> **The data**
<<<<
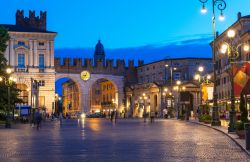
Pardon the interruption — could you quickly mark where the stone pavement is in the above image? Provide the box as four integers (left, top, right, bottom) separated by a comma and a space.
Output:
0, 119, 250, 162
190, 119, 250, 157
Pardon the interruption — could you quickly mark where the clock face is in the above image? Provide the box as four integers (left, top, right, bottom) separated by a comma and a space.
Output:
81, 70, 90, 81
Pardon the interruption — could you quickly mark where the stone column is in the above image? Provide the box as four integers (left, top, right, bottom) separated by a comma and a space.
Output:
4, 41, 10, 64
44, 41, 51, 67
9, 39, 16, 66
34, 40, 38, 67
50, 41, 54, 67
29, 40, 34, 67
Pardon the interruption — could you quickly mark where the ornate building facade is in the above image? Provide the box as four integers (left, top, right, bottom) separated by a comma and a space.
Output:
0, 10, 57, 112
211, 13, 250, 119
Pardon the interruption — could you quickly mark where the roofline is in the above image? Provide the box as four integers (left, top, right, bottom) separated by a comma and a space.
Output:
137, 57, 212, 68
8, 31, 57, 35
0, 24, 57, 34
209, 15, 250, 46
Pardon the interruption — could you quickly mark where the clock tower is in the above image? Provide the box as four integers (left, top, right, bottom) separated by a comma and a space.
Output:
94, 40, 105, 66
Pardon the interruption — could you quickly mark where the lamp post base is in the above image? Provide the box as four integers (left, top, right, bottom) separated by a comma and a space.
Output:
211, 106, 221, 126
228, 110, 236, 132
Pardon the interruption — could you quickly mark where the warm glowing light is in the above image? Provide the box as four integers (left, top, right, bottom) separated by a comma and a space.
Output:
194, 74, 200, 80
244, 44, 250, 52
6, 68, 11, 74
201, 5, 207, 14
198, 66, 204, 72
13, 78, 17, 82
219, 13, 225, 21
174, 86, 179, 90
81, 113, 86, 119
220, 48, 227, 54
227, 29, 235, 38
221, 43, 228, 49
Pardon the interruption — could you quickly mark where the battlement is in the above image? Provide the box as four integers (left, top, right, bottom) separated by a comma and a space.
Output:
16, 10, 47, 30
54, 58, 143, 74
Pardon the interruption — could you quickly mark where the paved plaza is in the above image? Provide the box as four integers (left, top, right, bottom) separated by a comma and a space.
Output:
0, 119, 250, 162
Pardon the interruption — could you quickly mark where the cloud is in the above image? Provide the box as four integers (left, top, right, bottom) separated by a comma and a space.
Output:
55, 34, 212, 63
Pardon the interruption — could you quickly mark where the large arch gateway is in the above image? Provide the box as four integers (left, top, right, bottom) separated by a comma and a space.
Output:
56, 72, 124, 112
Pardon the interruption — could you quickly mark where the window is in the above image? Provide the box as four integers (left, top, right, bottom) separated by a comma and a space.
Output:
174, 73, 181, 80
39, 54, 44, 68
17, 41, 25, 46
38, 96, 45, 107
38, 42, 44, 46
18, 53, 25, 67
39, 80, 45, 87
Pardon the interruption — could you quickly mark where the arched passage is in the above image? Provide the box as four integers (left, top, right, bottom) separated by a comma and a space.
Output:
89, 78, 119, 115
54, 76, 82, 115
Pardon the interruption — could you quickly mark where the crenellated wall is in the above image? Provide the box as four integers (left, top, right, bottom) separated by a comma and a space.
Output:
16, 10, 47, 30
55, 58, 143, 84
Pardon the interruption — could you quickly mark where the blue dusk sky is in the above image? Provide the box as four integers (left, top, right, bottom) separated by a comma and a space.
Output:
0, 0, 250, 62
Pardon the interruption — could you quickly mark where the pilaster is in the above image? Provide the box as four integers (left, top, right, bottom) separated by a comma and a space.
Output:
9, 39, 15, 66
50, 41, 54, 67
29, 40, 34, 67
34, 40, 38, 67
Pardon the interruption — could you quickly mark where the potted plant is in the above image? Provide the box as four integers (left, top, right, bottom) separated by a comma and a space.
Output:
235, 93, 249, 138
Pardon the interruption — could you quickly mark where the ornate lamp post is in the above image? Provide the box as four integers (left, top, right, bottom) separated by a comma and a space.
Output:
199, 0, 227, 126
194, 66, 211, 105
0, 68, 17, 128
139, 93, 148, 123
173, 80, 186, 119
220, 29, 250, 132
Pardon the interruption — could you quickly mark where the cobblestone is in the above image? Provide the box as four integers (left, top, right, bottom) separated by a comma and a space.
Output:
0, 119, 250, 162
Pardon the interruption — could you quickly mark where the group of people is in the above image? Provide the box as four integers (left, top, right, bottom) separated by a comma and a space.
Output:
30, 109, 42, 130
110, 111, 117, 122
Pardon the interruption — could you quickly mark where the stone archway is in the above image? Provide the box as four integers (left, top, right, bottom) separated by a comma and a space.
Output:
55, 73, 124, 113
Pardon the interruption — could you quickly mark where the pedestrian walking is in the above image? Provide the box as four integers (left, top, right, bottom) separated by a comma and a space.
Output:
59, 113, 63, 125
110, 111, 115, 123
150, 112, 155, 123
35, 109, 42, 130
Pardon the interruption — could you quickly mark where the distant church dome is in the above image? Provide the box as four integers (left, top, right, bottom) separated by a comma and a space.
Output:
94, 40, 105, 66
95, 40, 105, 55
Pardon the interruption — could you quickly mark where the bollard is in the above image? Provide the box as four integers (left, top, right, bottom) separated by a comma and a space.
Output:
244, 123, 250, 150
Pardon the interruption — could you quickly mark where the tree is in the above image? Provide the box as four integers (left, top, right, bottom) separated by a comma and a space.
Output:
0, 26, 22, 119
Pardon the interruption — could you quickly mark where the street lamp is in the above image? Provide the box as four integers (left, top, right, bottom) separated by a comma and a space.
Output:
139, 93, 148, 123
0, 68, 17, 128
199, 0, 227, 126
173, 80, 186, 119
220, 29, 249, 132
194, 66, 212, 109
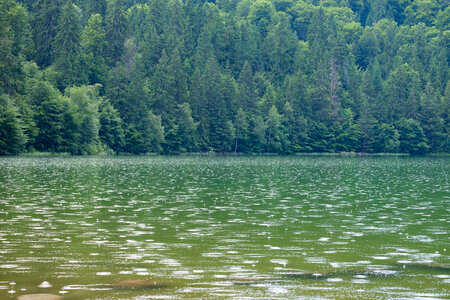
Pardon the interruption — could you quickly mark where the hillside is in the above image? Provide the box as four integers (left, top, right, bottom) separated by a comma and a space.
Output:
0, 0, 450, 155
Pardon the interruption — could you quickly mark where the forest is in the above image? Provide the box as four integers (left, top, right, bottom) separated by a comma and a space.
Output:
0, 0, 450, 155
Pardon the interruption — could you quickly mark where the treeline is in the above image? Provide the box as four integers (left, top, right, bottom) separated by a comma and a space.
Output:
0, 0, 450, 155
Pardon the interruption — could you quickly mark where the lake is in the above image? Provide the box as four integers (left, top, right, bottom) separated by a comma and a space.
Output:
0, 156, 450, 299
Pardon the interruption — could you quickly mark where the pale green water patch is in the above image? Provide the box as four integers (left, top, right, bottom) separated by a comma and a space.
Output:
0, 157, 450, 299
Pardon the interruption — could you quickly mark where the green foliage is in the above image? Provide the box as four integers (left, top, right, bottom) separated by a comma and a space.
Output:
52, 0, 85, 90
0, 94, 27, 156
0, 0, 450, 155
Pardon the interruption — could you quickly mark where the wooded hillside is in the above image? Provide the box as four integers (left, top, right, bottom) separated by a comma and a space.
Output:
0, 0, 450, 155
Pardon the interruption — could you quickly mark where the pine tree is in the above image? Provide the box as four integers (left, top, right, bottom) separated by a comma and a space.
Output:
32, 0, 63, 67
105, 0, 128, 66
52, 0, 85, 90
81, 14, 107, 84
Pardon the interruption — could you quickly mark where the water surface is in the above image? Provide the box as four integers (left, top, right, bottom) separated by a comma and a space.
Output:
0, 157, 450, 299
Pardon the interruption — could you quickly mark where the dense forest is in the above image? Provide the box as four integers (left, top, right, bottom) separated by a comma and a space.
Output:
0, 0, 450, 155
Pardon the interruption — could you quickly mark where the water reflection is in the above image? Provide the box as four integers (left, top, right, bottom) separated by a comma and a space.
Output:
0, 157, 450, 299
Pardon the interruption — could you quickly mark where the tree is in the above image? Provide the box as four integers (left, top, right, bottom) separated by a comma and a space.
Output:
105, 0, 127, 66
52, 0, 85, 90
81, 14, 108, 84
396, 118, 429, 155
266, 105, 281, 152
385, 64, 420, 122
32, 0, 62, 67
234, 107, 248, 153
66, 85, 100, 154
176, 102, 198, 152
0, 94, 27, 156
98, 99, 124, 153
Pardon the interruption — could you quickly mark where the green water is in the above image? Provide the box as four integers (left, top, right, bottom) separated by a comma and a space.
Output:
0, 157, 450, 299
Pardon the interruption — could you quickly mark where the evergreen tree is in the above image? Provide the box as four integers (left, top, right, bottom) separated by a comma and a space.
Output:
105, 0, 127, 66
32, 0, 63, 67
81, 14, 108, 84
98, 99, 124, 153
0, 94, 27, 156
52, 0, 85, 90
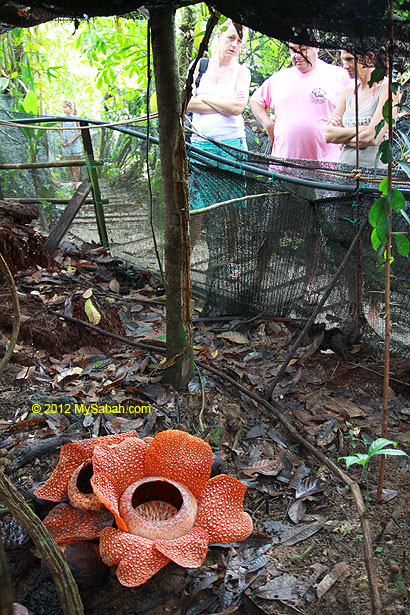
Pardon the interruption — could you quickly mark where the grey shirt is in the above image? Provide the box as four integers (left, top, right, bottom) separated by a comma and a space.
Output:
339, 82, 387, 169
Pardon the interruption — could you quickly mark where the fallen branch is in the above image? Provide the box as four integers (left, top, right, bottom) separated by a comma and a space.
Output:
0, 540, 13, 615
0, 471, 84, 615
5, 434, 73, 475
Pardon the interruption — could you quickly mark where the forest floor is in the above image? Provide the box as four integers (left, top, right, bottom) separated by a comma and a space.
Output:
0, 233, 410, 615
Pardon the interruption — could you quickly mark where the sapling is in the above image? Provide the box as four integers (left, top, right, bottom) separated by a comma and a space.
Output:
338, 438, 408, 506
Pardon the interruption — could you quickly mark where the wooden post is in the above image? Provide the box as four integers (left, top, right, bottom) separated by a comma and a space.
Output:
150, 5, 194, 389
45, 182, 91, 254
80, 122, 109, 248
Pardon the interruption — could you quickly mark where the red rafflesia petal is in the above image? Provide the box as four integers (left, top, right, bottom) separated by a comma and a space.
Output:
34, 431, 137, 502
145, 429, 213, 498
100, 527, 169, 587
154, 527, 209, 568
44, 502, 114, 543
195, 474, 253, 544
91, 438, 148, 532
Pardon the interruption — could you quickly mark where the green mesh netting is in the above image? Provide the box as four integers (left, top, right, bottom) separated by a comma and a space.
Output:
0, 116, 410, 355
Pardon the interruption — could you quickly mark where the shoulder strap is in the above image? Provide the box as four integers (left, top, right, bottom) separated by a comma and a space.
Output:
195, 58, 209, 87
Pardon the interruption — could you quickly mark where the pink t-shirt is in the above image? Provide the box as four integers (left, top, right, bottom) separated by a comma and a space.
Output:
251, 60, 350, 162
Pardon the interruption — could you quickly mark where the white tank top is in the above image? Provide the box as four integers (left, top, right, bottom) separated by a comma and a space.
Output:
191, 64, 245, 143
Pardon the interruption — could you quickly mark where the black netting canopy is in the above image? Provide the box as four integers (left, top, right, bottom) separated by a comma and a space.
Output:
0, 0, 410, 57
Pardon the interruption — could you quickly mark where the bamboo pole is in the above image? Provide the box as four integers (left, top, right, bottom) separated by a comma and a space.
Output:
0, 158, 104, 171
2, 196, 108, 206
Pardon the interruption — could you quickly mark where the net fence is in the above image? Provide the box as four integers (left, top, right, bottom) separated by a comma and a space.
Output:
0, 106, 410, 356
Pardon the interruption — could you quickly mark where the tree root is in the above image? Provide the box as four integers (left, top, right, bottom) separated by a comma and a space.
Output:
0, 471, 84, 615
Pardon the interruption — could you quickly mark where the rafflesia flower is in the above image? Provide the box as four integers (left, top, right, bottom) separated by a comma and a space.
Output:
34, 431, 137, 544
36, 430, 252, 587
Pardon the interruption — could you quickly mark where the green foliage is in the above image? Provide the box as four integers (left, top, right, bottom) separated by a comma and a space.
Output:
338, 438, 408, 503
338, 438, 408, 470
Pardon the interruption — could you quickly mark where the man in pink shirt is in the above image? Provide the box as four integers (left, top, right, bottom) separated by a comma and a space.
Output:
250, 44, 350, 162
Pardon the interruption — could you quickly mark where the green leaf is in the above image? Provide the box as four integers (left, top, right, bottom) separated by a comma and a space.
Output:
374, 448, 408, 457
376, 218, 390, 243
387, 188, 406, 211
369, 196, 388, 226
382, 99, 389, 124
393, 233, 410, 258
23, 90, 38, 115
338, 455, 359, 470
400, 209, 410, 226
396, 128, 410, 152
368, 68, 386, 88
379, 141, 393, 164
397, 160, 410, 177
379, 177, 389, 196
369, 438, 397, 456
375, 243, 386, 266
370, 228, 384, 251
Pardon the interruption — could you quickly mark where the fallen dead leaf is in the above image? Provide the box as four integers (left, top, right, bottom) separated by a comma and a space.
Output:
216, 331, 249, 344
16, 365, 36, 380
316, 562, 349, 600
288, 500, 306, 523
84, 299, 101, 325
108, 279, 120, 295
280, 521, 323, 547
241, 459, 282, 476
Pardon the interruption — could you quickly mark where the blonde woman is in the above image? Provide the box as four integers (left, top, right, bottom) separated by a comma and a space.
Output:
188, 19, 251, 279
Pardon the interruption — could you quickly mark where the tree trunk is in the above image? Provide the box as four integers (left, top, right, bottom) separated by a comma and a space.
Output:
178, 6, 198, 87
150, 7, 194, 388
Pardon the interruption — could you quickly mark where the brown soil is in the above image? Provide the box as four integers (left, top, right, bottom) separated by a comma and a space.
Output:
0, 237, 410, 615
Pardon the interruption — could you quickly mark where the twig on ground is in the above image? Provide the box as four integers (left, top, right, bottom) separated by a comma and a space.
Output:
0, 471, 84, 615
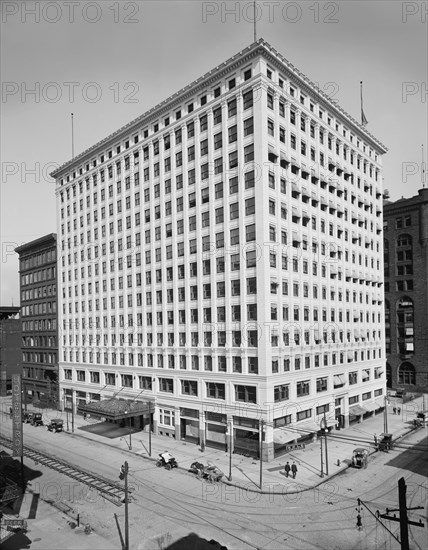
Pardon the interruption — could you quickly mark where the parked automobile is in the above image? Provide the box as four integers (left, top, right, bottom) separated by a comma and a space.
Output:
156, 451, 178, 470
414, 411, 428, 427
31, 413, 43, 426
22, 411, 34, 424
47, 418, 64, 432
351, 447, 369, 468
379, 434, 392, 452
190, 462, 224, 483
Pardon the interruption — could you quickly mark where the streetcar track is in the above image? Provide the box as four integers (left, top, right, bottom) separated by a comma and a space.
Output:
0, 436, 130, 506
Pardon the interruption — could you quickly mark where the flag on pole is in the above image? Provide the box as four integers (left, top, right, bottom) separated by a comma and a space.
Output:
360, 81, 368, 126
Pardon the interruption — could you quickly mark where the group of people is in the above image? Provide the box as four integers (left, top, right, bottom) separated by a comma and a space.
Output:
284, 462, 297, 479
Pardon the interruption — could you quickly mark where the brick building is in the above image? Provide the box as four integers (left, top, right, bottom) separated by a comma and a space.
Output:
383, 188, 428, 392
0, 306, 22, 396
15, 233, 59, 407
53, 40, 386, 459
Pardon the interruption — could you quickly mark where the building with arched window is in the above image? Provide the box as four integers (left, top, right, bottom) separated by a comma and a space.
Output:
384, 188, 428, 391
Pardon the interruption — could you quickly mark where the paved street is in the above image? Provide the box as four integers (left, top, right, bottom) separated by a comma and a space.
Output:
2, 396, 427, 550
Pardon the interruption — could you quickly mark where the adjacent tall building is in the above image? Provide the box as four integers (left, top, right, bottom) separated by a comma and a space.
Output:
15, 233, 59, 408
0, 306, 22, 396
53, 40, 386, 460
384, 188, 428, 392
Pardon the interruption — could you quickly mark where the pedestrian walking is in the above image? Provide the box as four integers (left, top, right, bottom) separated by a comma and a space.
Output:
291, 462, 297, 479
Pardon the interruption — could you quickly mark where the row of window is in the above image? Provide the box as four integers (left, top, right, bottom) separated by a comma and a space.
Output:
20, 248, 56, 271
266, 66, 377, 161
60, 68, 253, 185
21, 301, 56, 317
64, 369, 380, 403
21, 266, 56, 286
21, 285, 56, 303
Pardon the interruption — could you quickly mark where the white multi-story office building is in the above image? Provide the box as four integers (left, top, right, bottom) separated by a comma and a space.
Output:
53, 40, 386, 459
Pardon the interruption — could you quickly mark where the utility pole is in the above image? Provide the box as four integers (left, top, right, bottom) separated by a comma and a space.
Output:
376, 477, 424, 550
324, 409, 328, 476
259, 420, 264, 489
229, 422, 233, 481
320, 436, 324, 477
398, 477, 409, 550
119, 462, 129, 550
71, 396, 74, 433
383, 395, 388, 434
149, 401, 152, 456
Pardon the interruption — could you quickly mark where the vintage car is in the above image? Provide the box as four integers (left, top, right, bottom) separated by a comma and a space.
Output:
156, 451, 178, 470
30, 413, 43, 426
190, 462, 224, 483
414, 411, 428, 427
351, 447, 369, 468
22, 411, 34, 424
378, 434, 392, 453
47, 418, 64, 433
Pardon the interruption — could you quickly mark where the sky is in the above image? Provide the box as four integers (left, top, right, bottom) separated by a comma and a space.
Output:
0, 0, 428, 306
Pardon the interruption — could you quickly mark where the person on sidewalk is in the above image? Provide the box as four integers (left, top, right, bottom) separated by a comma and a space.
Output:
291, 462, 297, 479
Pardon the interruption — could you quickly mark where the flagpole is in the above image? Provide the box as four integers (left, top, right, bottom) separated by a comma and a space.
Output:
360, 80, 367, 126
421, 143, 425, 187
71, 113, 74, 159
254, 0, 257, 42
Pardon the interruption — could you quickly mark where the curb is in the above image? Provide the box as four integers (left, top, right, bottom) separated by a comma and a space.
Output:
6, 410, 420, 495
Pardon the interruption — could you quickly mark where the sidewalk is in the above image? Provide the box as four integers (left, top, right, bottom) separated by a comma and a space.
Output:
2, 398, 422, 494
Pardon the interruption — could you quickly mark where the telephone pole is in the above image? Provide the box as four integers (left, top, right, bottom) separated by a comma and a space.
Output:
259, 420, 264, 489
119, 462, 129, 550
324, 409, 328, 476
376, 477, 424, 550
320, 436, 324, 477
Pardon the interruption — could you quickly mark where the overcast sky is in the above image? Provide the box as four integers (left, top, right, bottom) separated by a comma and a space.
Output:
1, 0, 428, 305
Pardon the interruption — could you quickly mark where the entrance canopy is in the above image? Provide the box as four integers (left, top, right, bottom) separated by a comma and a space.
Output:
349, 405, 367, 416
77, 397, 150, 420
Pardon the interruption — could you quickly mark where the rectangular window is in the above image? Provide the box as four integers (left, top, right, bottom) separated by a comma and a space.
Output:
235, 385, 257, 403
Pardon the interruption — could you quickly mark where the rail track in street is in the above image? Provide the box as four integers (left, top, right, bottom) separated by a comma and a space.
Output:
0, 436, 129, 506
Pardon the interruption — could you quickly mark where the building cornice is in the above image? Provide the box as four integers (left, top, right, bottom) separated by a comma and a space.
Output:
15, 233, 56, 254
50, 38, 387, 179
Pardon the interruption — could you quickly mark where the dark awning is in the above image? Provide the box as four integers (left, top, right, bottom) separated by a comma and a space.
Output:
77, 397, 150, 420
349, 405, 367, 416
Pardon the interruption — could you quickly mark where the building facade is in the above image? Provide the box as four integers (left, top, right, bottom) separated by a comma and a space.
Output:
383, 188, 428, 392
15, 233, 59, 407
53, 40, 386, 460
0, 306, 22, 397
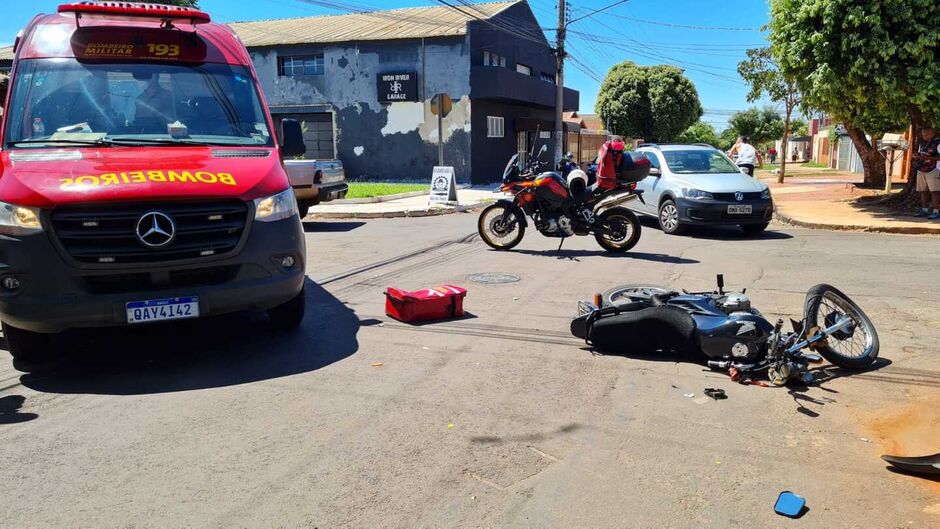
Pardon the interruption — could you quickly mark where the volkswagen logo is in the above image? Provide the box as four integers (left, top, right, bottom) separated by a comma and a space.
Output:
137, 211, 176, 248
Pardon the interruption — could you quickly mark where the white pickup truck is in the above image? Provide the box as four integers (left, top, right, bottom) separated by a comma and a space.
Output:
284, 160, 349, 218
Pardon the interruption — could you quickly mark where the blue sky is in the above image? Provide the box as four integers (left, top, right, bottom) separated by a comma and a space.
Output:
0, 0, 768, 132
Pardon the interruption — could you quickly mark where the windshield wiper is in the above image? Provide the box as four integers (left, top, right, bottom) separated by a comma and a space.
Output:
7, 139, 109, 147
104, 137, 255, 147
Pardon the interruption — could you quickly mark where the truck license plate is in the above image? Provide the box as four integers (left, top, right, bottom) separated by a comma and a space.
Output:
124, 297, 199, 323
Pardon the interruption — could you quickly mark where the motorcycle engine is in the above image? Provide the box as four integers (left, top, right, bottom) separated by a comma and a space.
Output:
536, 215, 574, 237
721, 293, 751, 315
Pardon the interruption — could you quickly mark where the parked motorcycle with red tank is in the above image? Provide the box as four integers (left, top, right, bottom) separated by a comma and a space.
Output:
477, 145, 649, 252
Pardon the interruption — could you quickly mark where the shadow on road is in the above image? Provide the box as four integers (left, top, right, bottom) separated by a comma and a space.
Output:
470, 423, 584, 444
0, 395, 39, 424
787, 358, 891, 418
516, 248, 699, 264
20, 279, 360, 395
303, 221, 366, 233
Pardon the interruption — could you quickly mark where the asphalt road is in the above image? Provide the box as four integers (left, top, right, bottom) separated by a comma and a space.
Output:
0, 214, 940, 529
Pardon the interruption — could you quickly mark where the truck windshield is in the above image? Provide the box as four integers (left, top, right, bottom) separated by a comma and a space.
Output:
5, 59, 273, 148
663, 149, 740, 174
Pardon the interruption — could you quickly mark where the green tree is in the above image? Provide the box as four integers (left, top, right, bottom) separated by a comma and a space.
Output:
595, 61, 702, 142
790, 118, 809, 137
717, 127, 738, 152
738, 48, 803, 183
770, 0, 940, 189
150, 0, 199, 7
676, 121, 730, 148
728, 107, 784, 145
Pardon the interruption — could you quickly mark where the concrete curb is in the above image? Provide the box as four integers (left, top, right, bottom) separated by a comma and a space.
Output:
774, 207, 940, 235
304, 202, 487, 220
330, 191, 430, 204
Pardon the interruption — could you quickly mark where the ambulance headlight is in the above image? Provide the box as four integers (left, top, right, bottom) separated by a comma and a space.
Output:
255, 189, 297, 222
0, 202, 42, 235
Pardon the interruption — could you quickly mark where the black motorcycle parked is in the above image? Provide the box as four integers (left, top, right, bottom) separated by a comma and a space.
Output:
477, 145, 649, 252
571, 275, 879, 385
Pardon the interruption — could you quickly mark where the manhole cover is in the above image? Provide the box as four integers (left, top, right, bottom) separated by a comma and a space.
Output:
467, 272, 520, 285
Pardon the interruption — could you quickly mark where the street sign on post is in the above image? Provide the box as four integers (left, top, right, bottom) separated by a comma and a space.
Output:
431, 94, 454, 165
430, 166, 457, 205
431, 94, 454, 118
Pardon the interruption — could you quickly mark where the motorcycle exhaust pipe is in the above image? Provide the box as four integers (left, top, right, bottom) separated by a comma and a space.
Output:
594, 192, 637, 211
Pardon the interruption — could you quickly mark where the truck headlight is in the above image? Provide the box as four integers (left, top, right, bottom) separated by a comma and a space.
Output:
255, 188, 297, 222
0, 202, 42, 235
682, 189, 715, 200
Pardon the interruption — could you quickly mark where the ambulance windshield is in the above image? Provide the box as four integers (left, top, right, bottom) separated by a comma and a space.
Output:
5, 59, 273, 147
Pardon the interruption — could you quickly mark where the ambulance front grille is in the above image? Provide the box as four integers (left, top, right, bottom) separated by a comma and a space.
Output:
50, 200, 249, 265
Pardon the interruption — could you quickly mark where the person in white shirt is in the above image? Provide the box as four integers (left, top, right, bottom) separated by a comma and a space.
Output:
728, 136, 764, 176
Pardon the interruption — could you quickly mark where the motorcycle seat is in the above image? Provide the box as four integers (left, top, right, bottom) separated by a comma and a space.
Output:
572, 305, 697, 354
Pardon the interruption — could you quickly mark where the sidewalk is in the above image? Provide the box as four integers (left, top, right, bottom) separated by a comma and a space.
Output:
307, 184, 498, 219
757, 166, 940, 235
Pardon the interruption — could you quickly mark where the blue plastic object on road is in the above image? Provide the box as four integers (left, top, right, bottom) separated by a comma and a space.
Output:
774, 490, 806, 518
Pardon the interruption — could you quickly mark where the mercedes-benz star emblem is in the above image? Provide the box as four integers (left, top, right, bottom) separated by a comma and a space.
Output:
137, 211, 176, 248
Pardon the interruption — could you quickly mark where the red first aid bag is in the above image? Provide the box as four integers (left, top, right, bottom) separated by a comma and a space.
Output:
385, 285, 467, 322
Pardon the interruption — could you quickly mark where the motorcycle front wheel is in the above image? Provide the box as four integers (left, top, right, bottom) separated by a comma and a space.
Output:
594, 208, 642, 252
803, 285, 879, 369
477, 204, 525, 250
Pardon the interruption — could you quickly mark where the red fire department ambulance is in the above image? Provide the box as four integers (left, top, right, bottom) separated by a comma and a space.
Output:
0, 2, 305, 361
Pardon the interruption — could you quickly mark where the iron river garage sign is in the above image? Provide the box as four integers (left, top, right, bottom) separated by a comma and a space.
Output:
377, 72, 418, 103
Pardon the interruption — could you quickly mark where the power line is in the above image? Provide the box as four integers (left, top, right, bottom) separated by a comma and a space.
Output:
566, 0, 630, 26
611, 14, 763, 32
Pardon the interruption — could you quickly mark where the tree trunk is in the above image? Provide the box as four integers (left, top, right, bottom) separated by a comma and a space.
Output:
777, 105, 793, 184
845, 124, 887, 189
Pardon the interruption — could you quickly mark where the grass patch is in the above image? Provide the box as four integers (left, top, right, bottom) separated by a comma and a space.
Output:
>>>>
> **Exercise details**
Could you copy, unchanged, the lines of the data from the one containing "the ambulance front" through the one containing "728, 136, 764, 176", including both of those lines?

> **Full answer**
Pardon the interruption — could you quickly mark where the ambulance front grille is in the above image? Provide the box as four integers (left, top, right, bottom) separated by a comma and a space.
Output:
50, 200, 249, 265
Pardon the interruption — could you quickly mark where the person in white shirt is in the above image? Provide the box as four integers (left, top, right, bottom) separated by a comma and a space.
Output:
728, 136, 764, 176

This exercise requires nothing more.